A l’occasion du 18e congrès de la SFIO (Section française de l’Internationale ouvrière), du 25 au 30 décembre 1920, à Tours, une majorité de congressistes votent pour sa transformation en Section française de l’Internationale communiste. La révolution russe s’est déroulée trois ans avant. Né le 29 décembre 1920, le Parti communiste français (PCF) célèbre son quatre-vingt-dixième anniversaire en 2010. Il n’est plus, aujourd’hui, que l’ombre du grand parti politique qu’il fut au lendemain de la Libération (28,6 % aux élections législatives d’octobre 1946) mais « une forme de culture communiste dégradée perdure », comme l’explique l’historien Marc Lazar, spécialiste des gauches européennes.
Il y a quatre-vingt-dix ans naissait le Parti communiste français à Tours. Qu’a apporté le PCF à la société française ?
Marc Lazar : Incontestablement, il est à l’origine ou l’inspirateur d’une série de conquêtes sociales. C’est l’apport essentiel du Parti communiste. Cette appréciation, toutefois, doit être nuancée par deux éléments.
Le premier est que cela n’était pas son but initial, ce n’était pas son objectif. Sa vocation, si l’on peut dire, était de faire la révolution. Mais à cause de son insertion dans la société politique, avec ses élus, il a, au fil du temps, changé son fusil d’épaule.
Le second élément de nuance est qu’il n’a pas été le seul à contribuer aux transformations sociales. En quelque sorte, pour reprendre une formule devenue célèbre, il n’a pas le monopole du cœur. D’autres forces politiques que le PCF s’y sont attelées avec succès.
La domination que le PCF a exercée sur la gauche française, des années 1930 à la fin des années 1970, a-t-elle été une chance ou un handicap ?
La première constatation est, d’abord, que cela a été une réalité. C’est vrai que le Parti communiste a exercé un magistère intellectuel et politique pendant plusieurs décennies.
Cette donnée a contribué à la radicalisation de la gauche française. Cette forme de domination a rendu la gauche, dans toutes ses composantes, totalement hostile à l’économie de marché et elle a délégitimé le réformisme.
Par voie de conséquence, la gauche française a du mal, maintenant, à analyser les mutations du capitalisme. La gauche non communiste a le réformisme honteux en raison de la détestation de celui-ci que le PCF a su faire naître et entretenir.
════════════════════
OBJECTIF A: Extrayez, sans les modifier, toutes les lignes qui contiennent la chaîne « taxiway ».
Le texte et les lignes sont des contenus indépendants l'un de l'autre.

Entrées de pointage et d'étiquetage:
════════════════════
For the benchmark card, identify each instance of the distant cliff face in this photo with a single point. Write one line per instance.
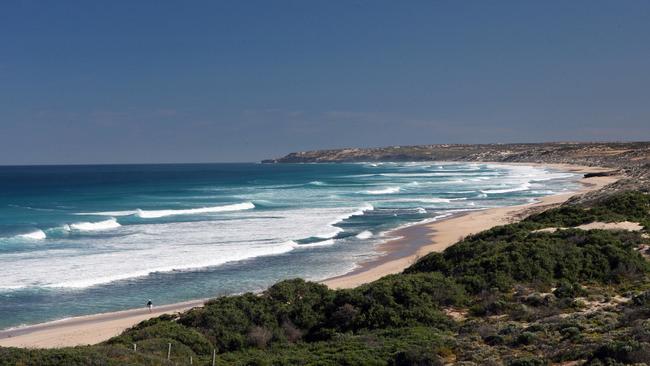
(632, 158)
(601, 154)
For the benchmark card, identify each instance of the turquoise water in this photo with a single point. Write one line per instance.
(85, 239)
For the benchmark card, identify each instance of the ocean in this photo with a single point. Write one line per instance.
(78, 240)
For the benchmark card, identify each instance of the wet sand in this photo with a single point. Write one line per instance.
(412, 243)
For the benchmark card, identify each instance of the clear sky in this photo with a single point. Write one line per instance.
(191, 81)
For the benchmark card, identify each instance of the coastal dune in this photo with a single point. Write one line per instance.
(411, 243)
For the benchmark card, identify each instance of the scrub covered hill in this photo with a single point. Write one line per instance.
(514, 295)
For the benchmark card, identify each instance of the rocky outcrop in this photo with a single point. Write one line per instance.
(629, 158)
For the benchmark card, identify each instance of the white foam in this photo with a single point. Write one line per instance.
(34, 235)
(364, 235)
(95, 226)
(323, 243)
(388, 190)
(151, 214)
(522, 187)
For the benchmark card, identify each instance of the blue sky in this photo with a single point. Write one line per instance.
(162, 81)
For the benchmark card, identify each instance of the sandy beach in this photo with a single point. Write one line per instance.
(439, 235)
(412, 242)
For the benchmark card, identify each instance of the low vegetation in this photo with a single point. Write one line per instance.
(510, 295)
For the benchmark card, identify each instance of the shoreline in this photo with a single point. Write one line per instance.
(442, 234)
(409, 244)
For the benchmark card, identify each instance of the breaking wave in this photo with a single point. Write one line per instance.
(34, 235)
(95, 226)
(152, 214)
(389, 190)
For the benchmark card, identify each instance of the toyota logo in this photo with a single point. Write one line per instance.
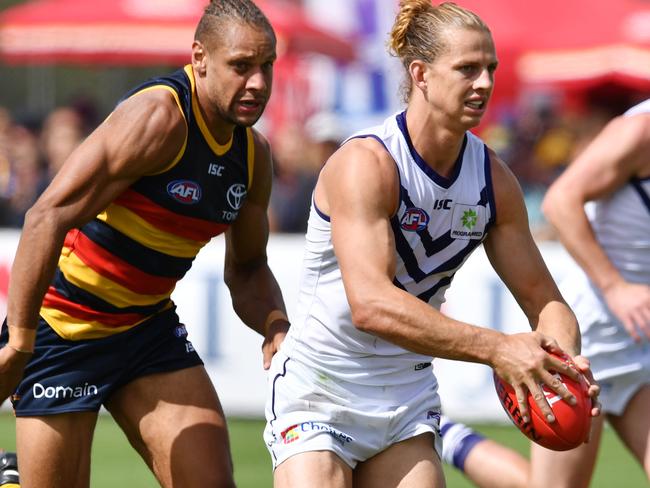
(236, 195)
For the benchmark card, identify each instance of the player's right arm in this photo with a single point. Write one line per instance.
(617, 154)
(358, 189)
(143, 135)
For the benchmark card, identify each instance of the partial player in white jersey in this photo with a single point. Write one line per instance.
(396, 211)
(610, 293)
(600, 207)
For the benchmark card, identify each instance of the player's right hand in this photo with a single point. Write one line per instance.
(523, 361)
(12, 366)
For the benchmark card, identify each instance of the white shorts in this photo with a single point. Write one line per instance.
(620, 366)
(308, 410)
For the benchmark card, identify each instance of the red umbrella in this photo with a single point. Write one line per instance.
(136, 32)
(575, 43)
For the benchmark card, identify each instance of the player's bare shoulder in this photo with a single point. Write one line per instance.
(360, 172)
(362, 158)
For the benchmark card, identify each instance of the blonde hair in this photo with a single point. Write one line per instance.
(417, 31)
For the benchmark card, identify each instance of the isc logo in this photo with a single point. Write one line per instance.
(185, 191)
(444, 204)
(414, 219)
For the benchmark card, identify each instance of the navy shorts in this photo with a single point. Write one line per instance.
(79, 376)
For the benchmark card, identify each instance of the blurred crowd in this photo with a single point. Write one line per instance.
(537, 142)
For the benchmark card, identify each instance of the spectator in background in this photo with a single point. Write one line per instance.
(27, 177)
(63, 130)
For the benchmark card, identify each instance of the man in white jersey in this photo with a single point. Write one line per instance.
(396, 211)
(600, 207)
(610, 293)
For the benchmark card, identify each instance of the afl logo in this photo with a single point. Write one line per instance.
(236, 195)
(414, 220)
(185, 191)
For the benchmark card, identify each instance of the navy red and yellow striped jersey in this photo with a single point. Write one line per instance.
(121, 268)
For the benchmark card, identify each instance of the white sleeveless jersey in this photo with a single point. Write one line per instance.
(621, 223)
(440, 221)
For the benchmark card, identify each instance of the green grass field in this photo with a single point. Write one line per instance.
(116, 464)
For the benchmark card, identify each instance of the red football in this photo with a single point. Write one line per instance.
(572, 422)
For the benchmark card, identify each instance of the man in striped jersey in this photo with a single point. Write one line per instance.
(90, 321)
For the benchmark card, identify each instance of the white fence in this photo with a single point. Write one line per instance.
(232, 352)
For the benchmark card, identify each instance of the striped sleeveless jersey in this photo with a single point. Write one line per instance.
(439, 222)
(121, 268)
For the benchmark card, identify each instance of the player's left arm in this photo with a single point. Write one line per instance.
(515, 257)
(255, 293)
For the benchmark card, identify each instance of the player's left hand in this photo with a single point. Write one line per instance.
(275, 334)
(12, 366)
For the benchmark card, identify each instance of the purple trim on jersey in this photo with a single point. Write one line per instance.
(489, 187)
(438, 179)
(636, 184)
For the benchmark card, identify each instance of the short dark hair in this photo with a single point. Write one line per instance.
(218, 12)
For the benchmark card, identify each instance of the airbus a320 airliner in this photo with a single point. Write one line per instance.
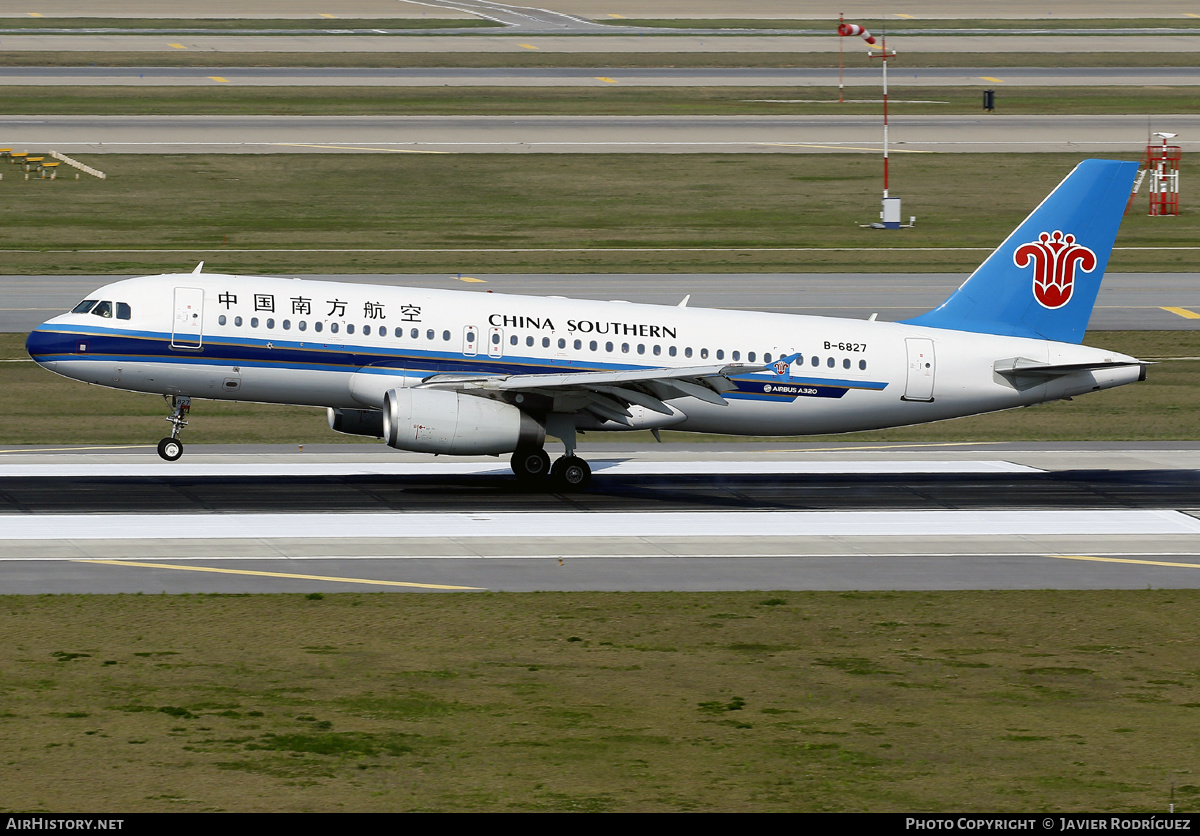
(480, 373)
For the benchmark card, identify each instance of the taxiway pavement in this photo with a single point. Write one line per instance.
(748, 516)
(899, 78)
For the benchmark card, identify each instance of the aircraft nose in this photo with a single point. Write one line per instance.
(41, 346)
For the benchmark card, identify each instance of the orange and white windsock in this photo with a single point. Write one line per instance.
(855, 29)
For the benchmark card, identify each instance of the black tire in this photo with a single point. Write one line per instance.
(531, 465)
(571, 473)
(171, 449)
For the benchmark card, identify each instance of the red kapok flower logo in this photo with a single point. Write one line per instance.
(1054, 258)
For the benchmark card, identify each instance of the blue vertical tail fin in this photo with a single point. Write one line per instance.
(1043, 280)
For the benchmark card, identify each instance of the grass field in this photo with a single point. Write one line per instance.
(235, 25)
(47, 409)
(540, 214)
(525, 58)
(988, 702)
(613, 100)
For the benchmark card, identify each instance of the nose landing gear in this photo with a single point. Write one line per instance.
(171, 447)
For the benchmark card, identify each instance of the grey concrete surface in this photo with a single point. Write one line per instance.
(1115, 479)
(899, 77)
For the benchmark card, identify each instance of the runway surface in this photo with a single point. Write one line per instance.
(609, 8)
(589, 134)
(1127, 301)
(753, 516)
(899, 77)
(610, 41)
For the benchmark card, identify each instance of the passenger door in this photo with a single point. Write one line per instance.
(187, 326)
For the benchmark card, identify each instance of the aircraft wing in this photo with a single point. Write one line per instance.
(1025, 373)
(609, 395)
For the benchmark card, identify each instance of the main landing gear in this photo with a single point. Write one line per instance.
(171, 447)
(570, 473)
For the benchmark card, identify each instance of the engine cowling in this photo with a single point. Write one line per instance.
(441, 421)
(357, 421)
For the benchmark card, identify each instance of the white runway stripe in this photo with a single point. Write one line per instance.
(575, 524)
(711, 468)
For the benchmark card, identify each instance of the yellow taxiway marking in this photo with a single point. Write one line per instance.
(844, 148)
(1123, 560)
(274, 575)
(881, 446)
(358, 148)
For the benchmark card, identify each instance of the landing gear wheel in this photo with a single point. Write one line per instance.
(531, 464)
(571, 473)
(171, 449)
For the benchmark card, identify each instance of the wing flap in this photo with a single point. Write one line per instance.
════════════════════
OBJECTIF B: Selon le texte sur le Parti communiste français, quel score le PCF a-t-il obtenu aux élections législatives d'octobre 1946 ?

SOLUTION A:
For the benchmark card, identify each instance of the taxiway pavement in this photo with a single point. Write one line per instance.
For the benchmark card, identify each instance of the yellow taxiway marking in this photo with a single point. Write one line per instance.

SOLUTION B: 28,6 %.